━━━━━ Task input

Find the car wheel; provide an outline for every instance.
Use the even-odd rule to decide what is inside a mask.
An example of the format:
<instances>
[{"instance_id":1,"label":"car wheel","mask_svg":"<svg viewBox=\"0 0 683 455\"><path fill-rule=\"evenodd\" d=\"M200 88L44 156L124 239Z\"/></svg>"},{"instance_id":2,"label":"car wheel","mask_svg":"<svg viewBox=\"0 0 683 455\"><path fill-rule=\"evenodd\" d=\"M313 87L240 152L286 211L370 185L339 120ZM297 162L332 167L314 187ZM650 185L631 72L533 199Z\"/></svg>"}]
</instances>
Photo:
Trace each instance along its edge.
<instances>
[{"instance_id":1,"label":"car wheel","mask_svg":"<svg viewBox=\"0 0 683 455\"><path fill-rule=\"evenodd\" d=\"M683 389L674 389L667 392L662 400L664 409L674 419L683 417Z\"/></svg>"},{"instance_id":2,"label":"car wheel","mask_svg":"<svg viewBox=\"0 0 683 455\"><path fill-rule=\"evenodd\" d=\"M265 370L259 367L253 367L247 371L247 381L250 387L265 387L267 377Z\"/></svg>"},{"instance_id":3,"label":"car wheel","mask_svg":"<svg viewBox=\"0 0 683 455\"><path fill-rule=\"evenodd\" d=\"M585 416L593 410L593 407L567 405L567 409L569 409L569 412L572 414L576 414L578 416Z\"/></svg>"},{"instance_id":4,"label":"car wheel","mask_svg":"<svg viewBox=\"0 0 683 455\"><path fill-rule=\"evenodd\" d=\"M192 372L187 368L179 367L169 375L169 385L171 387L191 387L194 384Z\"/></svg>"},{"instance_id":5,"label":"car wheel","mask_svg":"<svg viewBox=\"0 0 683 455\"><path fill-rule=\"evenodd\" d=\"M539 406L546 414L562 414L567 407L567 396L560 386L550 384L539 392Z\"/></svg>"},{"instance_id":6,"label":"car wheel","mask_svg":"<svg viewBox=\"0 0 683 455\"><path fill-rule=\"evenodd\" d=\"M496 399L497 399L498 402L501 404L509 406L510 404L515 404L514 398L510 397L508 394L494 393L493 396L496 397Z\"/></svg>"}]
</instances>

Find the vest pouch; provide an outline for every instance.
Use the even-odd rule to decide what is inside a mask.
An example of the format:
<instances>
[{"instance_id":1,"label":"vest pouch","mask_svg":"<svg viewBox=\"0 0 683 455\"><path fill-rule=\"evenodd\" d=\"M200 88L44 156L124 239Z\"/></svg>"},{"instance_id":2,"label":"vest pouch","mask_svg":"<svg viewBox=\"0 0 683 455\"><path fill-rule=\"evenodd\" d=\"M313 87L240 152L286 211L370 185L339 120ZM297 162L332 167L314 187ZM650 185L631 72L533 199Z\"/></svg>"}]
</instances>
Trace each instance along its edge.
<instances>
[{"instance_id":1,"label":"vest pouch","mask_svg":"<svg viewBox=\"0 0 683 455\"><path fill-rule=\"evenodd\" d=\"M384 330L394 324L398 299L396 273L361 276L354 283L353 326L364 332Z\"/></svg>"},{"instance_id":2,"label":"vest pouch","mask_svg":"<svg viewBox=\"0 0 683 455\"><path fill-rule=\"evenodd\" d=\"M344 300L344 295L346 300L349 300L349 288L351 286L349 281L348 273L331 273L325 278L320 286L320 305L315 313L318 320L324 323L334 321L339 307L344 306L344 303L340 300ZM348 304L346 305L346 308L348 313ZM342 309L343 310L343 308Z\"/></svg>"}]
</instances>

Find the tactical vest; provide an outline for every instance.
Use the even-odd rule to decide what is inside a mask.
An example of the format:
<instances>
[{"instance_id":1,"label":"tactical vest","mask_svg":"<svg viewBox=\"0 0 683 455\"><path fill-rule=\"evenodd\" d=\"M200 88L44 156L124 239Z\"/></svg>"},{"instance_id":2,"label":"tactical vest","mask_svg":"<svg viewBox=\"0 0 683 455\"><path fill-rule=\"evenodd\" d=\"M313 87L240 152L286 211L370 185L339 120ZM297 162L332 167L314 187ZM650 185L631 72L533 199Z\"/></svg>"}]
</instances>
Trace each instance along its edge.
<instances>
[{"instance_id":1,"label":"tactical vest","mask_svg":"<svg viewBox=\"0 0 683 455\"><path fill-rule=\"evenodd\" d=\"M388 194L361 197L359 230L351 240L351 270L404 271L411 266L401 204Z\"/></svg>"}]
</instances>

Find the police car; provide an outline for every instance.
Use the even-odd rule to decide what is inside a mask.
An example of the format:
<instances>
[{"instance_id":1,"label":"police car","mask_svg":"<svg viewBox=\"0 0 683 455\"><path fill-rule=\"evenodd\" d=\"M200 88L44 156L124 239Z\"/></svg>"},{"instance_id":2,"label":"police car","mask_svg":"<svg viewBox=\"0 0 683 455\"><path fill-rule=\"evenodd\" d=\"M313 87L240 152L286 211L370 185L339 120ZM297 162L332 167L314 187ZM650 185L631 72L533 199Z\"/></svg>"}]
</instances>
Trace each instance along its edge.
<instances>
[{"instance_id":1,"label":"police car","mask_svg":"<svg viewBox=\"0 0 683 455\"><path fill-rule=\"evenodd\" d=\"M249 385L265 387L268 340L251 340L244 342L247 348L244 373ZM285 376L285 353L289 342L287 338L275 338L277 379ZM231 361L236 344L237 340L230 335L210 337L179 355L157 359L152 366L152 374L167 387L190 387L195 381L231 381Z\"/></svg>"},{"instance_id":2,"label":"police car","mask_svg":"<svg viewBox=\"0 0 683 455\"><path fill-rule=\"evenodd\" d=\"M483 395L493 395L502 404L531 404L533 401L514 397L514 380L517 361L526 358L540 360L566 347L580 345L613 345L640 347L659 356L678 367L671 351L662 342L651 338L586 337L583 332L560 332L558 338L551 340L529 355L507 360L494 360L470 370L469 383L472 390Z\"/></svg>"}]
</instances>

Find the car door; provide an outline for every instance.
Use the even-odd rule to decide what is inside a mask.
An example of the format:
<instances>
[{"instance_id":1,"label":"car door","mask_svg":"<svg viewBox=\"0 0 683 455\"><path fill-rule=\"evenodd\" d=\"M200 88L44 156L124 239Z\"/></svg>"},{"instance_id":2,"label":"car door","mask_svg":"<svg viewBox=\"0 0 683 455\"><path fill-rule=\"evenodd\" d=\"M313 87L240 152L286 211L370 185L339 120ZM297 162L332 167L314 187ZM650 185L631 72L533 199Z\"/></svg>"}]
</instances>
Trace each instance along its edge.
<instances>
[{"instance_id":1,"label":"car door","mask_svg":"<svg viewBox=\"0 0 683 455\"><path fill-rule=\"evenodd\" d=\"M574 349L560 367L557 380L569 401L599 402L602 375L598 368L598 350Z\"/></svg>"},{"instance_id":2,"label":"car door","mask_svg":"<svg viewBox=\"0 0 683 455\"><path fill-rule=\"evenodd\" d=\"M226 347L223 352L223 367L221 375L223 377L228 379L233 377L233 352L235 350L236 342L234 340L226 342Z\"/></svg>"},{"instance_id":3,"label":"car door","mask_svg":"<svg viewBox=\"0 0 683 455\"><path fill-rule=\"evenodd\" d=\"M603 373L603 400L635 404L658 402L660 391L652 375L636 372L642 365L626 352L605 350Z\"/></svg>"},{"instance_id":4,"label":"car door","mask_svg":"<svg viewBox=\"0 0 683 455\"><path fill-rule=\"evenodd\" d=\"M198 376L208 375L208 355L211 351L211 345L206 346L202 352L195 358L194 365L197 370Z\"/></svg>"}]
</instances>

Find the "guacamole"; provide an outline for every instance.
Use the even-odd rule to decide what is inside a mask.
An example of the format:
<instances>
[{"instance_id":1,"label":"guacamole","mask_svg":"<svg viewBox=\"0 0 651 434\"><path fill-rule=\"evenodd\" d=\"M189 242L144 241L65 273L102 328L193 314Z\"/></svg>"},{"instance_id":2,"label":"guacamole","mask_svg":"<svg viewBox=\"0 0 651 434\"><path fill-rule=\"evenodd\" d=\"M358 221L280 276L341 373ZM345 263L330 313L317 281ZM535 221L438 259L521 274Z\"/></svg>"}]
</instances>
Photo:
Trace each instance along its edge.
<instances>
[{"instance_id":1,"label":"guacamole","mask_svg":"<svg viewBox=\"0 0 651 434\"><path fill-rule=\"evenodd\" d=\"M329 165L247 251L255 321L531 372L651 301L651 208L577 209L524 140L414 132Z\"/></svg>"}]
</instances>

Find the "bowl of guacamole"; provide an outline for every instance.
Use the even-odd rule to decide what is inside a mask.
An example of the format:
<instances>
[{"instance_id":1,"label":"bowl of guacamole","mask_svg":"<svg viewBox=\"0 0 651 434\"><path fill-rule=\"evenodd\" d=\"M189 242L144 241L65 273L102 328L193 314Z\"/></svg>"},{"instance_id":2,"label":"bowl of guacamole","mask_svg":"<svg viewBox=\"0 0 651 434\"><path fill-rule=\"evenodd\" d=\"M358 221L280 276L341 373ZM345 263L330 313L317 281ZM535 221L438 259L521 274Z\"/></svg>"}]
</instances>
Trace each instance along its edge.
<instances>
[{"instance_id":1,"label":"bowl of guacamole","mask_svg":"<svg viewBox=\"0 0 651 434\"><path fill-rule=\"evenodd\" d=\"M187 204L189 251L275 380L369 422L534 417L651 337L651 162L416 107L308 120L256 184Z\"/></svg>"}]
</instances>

━━━━━━━━━━

What you need to do | Please report how many lines of the data above contain the string "Find", with case counting, and give only the number.

Right answer | 7